▶ **SOURCE PASSAGE**
──────────
My problem with posting to Pixelfed

I started with Mastodon as my first account in the Fediverse. After a while, I found out about Pixelfed and created my account there. I kept using it for a while and even posted from time to time. My problem with posting to Pixelfed was the lack of a scheduler. I want to post regularly, but I do not want to login every day and make a post manually. This feature was even announced but never finished. Even today, this is not implemented. There is also a GitHub issue discussing this if your interest goes deeper. In the following post by Pixelfed, you can see the announcement.

There are some post schedulers for Mastodon out there. I tried using them with Pixelfed, but nothing worked properly. I even tried the client-side automatic upload feature of Fedilab, which posted immediately instead of at the given time. This surely was a bug I could have reported or fixed myself (because Fedilab is FOSS). But I wanted to make things more automatic anyway.

I do not want to complain about this. It is totally fine. There are a lot of other things that need to be done in Pixelfed and the Fediverse as a whole. But for me, it meant I needed to implement something on my own.
──────────
▶ **STORED ROWS**
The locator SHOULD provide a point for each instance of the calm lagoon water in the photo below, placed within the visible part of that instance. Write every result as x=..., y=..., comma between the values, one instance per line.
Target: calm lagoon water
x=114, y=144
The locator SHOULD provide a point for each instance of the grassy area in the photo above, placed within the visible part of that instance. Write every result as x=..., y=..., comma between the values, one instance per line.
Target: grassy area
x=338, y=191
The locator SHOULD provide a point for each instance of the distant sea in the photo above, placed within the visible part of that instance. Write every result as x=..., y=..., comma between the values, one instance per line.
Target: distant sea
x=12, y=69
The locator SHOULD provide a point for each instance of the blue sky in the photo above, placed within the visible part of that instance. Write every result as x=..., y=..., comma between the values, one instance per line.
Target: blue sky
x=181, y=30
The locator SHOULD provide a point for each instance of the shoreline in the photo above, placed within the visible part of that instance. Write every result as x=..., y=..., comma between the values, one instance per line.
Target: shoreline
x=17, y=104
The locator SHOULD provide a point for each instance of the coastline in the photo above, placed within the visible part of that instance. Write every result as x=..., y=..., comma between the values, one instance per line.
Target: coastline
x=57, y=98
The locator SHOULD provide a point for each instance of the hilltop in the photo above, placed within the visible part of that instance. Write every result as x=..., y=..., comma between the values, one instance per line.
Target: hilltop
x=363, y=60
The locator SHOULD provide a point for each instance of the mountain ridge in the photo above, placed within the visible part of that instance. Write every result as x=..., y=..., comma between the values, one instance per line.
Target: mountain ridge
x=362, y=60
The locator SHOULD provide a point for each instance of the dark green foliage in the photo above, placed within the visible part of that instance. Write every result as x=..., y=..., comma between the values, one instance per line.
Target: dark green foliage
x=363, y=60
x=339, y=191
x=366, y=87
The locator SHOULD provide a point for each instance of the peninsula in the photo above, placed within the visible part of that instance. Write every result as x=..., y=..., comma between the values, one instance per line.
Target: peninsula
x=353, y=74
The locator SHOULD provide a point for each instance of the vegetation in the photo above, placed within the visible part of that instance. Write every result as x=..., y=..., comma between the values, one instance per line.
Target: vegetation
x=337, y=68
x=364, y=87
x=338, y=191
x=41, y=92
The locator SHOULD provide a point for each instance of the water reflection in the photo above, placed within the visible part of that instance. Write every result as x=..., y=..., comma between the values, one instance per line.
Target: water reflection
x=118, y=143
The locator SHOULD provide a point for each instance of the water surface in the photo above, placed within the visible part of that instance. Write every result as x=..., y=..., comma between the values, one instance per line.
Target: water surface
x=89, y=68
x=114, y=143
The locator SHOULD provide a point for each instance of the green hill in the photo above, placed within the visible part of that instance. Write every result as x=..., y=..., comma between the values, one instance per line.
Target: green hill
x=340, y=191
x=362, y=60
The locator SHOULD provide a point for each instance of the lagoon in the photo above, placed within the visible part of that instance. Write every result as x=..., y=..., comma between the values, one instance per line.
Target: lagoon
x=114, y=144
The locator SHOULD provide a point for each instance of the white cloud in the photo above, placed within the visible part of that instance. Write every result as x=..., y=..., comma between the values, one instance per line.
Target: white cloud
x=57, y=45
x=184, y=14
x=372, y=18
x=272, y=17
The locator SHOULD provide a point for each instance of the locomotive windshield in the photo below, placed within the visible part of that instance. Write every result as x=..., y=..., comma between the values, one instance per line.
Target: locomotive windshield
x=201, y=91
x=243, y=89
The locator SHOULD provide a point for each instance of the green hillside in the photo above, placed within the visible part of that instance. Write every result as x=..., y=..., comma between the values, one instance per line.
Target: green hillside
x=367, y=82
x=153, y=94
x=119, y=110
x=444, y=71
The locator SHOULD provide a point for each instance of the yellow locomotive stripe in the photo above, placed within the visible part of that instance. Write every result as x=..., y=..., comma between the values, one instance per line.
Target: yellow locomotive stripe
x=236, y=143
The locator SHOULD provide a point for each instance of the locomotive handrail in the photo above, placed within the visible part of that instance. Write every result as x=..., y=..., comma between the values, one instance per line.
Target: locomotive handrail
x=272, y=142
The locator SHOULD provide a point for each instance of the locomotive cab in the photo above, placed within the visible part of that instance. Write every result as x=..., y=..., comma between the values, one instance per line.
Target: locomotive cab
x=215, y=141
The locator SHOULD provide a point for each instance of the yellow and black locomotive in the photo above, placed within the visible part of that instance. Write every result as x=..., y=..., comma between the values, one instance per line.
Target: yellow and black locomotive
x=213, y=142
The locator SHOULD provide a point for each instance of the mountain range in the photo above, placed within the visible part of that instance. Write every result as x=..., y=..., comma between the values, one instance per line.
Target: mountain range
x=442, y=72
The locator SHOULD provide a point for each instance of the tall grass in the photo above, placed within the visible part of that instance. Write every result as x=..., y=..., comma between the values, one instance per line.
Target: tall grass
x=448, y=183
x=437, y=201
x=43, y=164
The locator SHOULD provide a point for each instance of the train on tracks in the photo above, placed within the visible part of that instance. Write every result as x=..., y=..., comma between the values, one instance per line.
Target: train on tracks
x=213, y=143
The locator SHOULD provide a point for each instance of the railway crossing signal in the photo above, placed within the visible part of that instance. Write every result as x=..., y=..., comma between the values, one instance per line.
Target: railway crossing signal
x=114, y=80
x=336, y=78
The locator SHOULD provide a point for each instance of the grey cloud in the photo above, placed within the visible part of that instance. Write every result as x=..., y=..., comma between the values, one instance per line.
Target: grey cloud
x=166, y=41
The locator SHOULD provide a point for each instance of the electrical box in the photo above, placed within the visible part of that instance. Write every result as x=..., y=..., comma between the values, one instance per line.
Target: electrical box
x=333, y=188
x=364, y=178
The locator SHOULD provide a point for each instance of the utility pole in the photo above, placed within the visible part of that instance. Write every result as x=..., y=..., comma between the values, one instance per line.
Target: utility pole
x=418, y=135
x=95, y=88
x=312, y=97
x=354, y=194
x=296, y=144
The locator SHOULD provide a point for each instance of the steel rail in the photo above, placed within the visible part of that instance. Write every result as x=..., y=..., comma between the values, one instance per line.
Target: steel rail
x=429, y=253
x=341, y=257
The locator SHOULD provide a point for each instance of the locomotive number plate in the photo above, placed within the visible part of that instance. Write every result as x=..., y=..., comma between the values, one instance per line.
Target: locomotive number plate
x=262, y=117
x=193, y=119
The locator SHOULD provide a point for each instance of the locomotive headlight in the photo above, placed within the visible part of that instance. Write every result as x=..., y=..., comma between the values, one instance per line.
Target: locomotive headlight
──────────
▶ **REQUIRED ACTIONS**
• A. From the Pixelfed passage, return the text between "There are some" and "something on my own.", inclusive.
• B. Answer these questions from the Pixelfed passage:
(i) On which platform did the writer open a first Fediverse account?
(ii) What feature was missing from Pixelfed?
(iii) When did the client-side automatic upload feature of Fedilab post, instead of at the given time?

▶ **ANSWERS FOR THIS EXERCISE**
• A.
There are some post schedulers for Mastodon out there. I tried using them with Pixelfed, but nothing worked properly. I even tried the client-side automatic upload feature of Fedilab, which posted immediately instead of at the given time. This surely was a bug I could have reported or fixed myself (because Fedilab is FOSS). But I wanted to make things more automatic anyway.

I do not want to complain about this. It is totally fine. There are a lot of other things that need to be done in Pixelfed and the Fediverse as a whole. But for me, it meant I needed to implement something on my own.

• B.
(i) Mastodon
(ii) A scheduler
(iii) Immediately